How to complete this task =>
Scan the records for the string "right", then copy each line that has it.

Image point grounding data
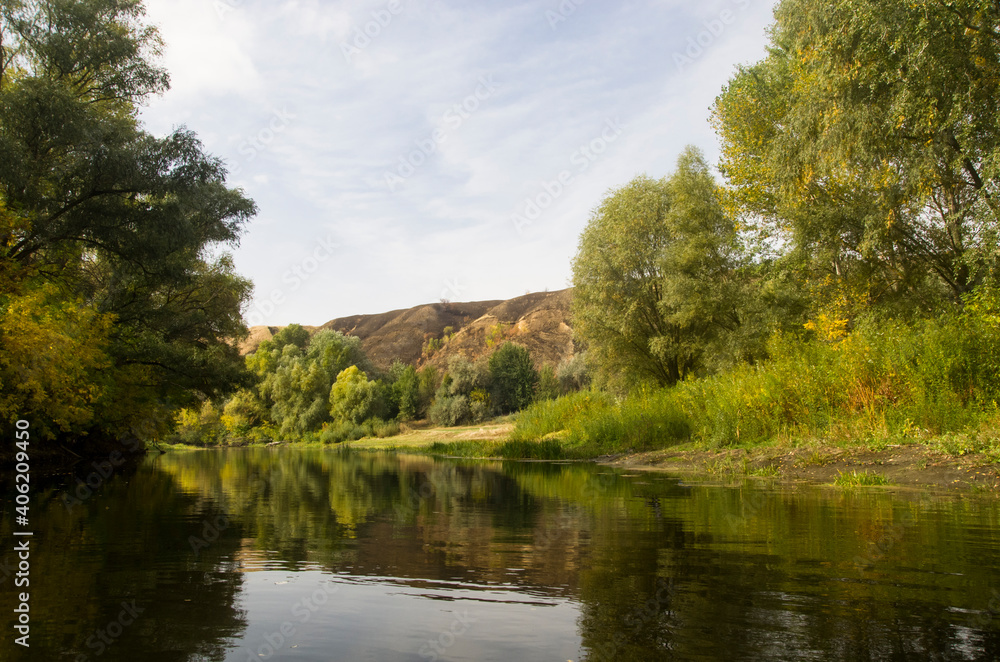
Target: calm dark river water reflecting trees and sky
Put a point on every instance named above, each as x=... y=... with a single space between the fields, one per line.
x=317 y=555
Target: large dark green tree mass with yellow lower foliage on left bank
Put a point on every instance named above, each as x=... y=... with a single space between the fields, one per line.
x=113 y=311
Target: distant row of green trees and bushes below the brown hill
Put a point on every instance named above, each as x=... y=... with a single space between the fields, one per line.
x=324 y=388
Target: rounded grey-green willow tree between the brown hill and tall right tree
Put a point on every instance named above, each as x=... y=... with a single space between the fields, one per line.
x=659 y=277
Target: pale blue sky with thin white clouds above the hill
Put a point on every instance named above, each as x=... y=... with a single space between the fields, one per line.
x=402 y=152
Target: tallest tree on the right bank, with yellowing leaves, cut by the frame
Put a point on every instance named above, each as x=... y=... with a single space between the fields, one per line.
x=867 y=143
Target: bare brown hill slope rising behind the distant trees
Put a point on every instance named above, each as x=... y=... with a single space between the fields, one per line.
x=540 y=321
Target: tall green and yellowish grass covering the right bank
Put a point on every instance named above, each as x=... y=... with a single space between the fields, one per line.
x=885 y=380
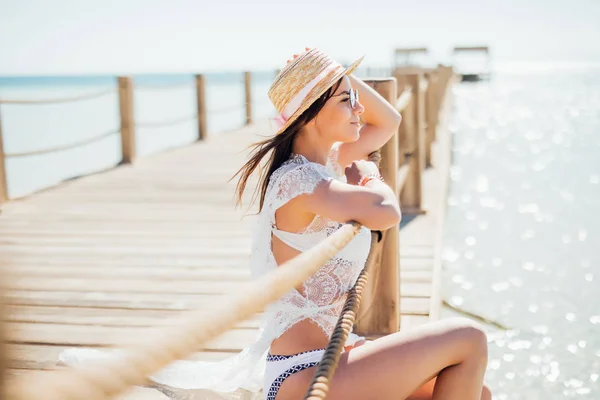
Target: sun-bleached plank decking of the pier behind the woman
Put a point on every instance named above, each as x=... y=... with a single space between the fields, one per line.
x=99 y=260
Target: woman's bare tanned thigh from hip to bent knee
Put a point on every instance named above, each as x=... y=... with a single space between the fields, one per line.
x=394 y=366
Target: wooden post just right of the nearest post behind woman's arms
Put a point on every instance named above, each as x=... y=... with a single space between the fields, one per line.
x=411 y=196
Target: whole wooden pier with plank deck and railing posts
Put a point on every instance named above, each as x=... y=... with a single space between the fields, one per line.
x=99 y=260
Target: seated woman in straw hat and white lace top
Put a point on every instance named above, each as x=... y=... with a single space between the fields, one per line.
x=305 y=195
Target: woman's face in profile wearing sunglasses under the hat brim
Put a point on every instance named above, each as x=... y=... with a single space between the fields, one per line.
x=337 y=119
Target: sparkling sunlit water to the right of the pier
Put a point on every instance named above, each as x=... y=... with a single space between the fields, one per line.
x=522 y=236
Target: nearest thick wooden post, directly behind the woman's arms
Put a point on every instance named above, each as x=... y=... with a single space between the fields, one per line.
x=379 y=312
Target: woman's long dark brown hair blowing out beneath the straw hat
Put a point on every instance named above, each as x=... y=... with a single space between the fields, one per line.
x=281 y=145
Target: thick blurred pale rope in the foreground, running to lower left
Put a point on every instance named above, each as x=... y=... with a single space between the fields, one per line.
x=150 y=353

Task result =>
Target: rounded grey-green willow tree between the brown hill and tall right tree
Target: tallest tree on the right bank, with yellowing leaves, cut by the frame
Target: tall green and yellowish grass covering the right bank
Target: wooden post just right of the nearest post behind woman's arms
Target: sparkling sunlit water to the right of the pier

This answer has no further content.